**APPLY WHAT YOU READ:**
**A)** In the passage about Denver, when did he begin his new role?
**B)** Continue the passage about Denver from its final sentence.

**PAGE TEXT:**
::::
Denver, also Parker’s Grade 6-12 Science Department Chair, possesses an exemplary skill set. He began his new role in Summer 2021. While the current focus of his work is on ensuring our students’ experiences provide validation of their own unique cultures and identities and a window into other cultures and identities, in the near future, Denver also aims to verify that our curriculum has differentiation for a variety of learners and appropriate integration of 21st Century technology. Along with our DEIB team, Denver is coordinating with division heads, assistant division heads, and our director of instructional technology and information systems for this ongoing work. One of the long-term goals is to implement a healthy, annual curricular review process that is simple, value-driven, and unbureaucratic, a process that all high-performing schools do, Denver explains.

“Operationally speaking, this means that my most immediate task is to prepare our curriculum to undergo review cycles,” he says. “As a school community, we have been working hard to complete the overview documents for our courses’ ‘scope and sequence.’ By having these documents completed, centrally located, and broadly visible to our faculty and staff, we are able to internally reflect on our stated learning outcomes and make informed, valued-driven decisions about the content of our courses.”
::::
**DATASET EXCERPTS:**
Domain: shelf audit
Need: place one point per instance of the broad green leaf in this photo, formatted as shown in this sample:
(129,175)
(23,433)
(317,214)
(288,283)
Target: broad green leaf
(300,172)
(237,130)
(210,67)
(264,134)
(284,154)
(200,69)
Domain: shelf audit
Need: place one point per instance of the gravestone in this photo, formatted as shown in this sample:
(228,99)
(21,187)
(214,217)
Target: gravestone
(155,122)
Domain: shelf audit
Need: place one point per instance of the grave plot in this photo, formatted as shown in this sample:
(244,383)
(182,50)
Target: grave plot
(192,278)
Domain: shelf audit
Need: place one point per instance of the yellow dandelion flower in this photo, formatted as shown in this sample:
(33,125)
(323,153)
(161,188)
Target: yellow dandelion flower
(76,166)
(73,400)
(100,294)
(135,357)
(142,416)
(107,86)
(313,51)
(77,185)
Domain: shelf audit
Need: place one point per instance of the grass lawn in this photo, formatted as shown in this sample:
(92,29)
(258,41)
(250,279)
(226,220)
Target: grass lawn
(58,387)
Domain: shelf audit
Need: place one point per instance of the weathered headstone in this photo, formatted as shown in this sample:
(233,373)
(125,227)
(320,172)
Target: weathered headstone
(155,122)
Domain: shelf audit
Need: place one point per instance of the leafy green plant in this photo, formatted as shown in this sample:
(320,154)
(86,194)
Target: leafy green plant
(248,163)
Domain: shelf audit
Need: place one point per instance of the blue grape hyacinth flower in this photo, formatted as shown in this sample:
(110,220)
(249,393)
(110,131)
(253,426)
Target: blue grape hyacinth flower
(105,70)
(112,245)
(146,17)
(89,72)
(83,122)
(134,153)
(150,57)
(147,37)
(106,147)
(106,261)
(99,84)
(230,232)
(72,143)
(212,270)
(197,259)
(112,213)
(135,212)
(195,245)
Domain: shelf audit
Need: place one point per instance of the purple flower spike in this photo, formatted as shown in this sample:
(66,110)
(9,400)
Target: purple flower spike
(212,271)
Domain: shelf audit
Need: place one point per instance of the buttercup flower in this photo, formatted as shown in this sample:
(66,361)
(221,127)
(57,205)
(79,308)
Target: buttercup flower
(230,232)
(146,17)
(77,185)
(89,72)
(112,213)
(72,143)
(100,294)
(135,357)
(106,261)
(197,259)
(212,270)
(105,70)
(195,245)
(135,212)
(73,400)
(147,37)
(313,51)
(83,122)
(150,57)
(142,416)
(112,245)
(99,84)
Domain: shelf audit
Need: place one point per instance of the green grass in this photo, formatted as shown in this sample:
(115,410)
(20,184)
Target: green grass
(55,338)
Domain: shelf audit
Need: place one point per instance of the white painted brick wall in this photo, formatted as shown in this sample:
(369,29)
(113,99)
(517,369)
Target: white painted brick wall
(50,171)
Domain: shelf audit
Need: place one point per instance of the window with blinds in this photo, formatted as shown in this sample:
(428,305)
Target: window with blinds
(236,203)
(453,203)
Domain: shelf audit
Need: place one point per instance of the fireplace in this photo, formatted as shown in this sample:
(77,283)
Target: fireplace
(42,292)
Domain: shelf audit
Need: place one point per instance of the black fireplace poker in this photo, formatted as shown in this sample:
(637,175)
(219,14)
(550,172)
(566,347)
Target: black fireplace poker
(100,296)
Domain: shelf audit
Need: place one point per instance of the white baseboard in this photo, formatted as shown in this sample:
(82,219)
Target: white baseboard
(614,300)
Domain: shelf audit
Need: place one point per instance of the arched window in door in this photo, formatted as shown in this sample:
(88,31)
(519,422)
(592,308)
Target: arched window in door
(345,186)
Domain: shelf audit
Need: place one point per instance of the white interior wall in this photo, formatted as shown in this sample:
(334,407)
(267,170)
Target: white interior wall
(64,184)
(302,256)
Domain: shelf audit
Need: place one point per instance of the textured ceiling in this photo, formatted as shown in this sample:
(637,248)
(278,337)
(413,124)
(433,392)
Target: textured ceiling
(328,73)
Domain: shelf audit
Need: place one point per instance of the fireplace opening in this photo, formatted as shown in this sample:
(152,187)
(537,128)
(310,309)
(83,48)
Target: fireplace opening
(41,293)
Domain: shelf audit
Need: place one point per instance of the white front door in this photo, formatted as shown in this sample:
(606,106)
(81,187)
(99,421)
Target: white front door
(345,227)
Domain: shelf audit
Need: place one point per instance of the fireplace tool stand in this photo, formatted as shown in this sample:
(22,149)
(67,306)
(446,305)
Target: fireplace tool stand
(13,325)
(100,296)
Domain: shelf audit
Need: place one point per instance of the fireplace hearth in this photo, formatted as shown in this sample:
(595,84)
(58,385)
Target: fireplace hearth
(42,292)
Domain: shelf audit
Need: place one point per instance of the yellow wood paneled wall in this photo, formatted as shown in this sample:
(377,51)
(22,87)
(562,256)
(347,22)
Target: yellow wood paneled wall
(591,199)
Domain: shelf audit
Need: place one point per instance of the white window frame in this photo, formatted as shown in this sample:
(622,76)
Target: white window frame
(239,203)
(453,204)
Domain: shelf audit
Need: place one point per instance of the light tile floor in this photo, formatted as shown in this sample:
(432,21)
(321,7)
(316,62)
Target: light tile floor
::::
**TASK RESULTS:**
**A)** Summer 2021

**B)**
Our namesake Col. Francis W. Parker championed a progressive educational view that put the student learning experience at the center of teaching. Teachers are the expert learners who are modeling, guiding, and encouraging novice learners. Rather than dispensing knowledge gained through their own study and requiring students to provide a well-rehearsed repetition of the teacher’s understanding (rote learning), faculty who practice in the progressive tradition create a learning environment for students to engage with existing knowledge, explore its edges, and form their own set of knowledge. Students build knowledge and form understanding through the intersection of their own life experience with information both curated for them by the expert learner and discovered through their own efforts.

Modern educational leaders have continued the work of Col. Parker. Practicing education in this way is a deliberate act that requires teachers to be more than content experts. It requires that they also study students collectively and individually. The late educational researchers and practitioners Richard and Rebecca DuFour developed the following central questions to encourage a continuous cycle of student learning:

What do we expect our students to learn?
How will we know they have learned it?
How will we respond when some students do not learn?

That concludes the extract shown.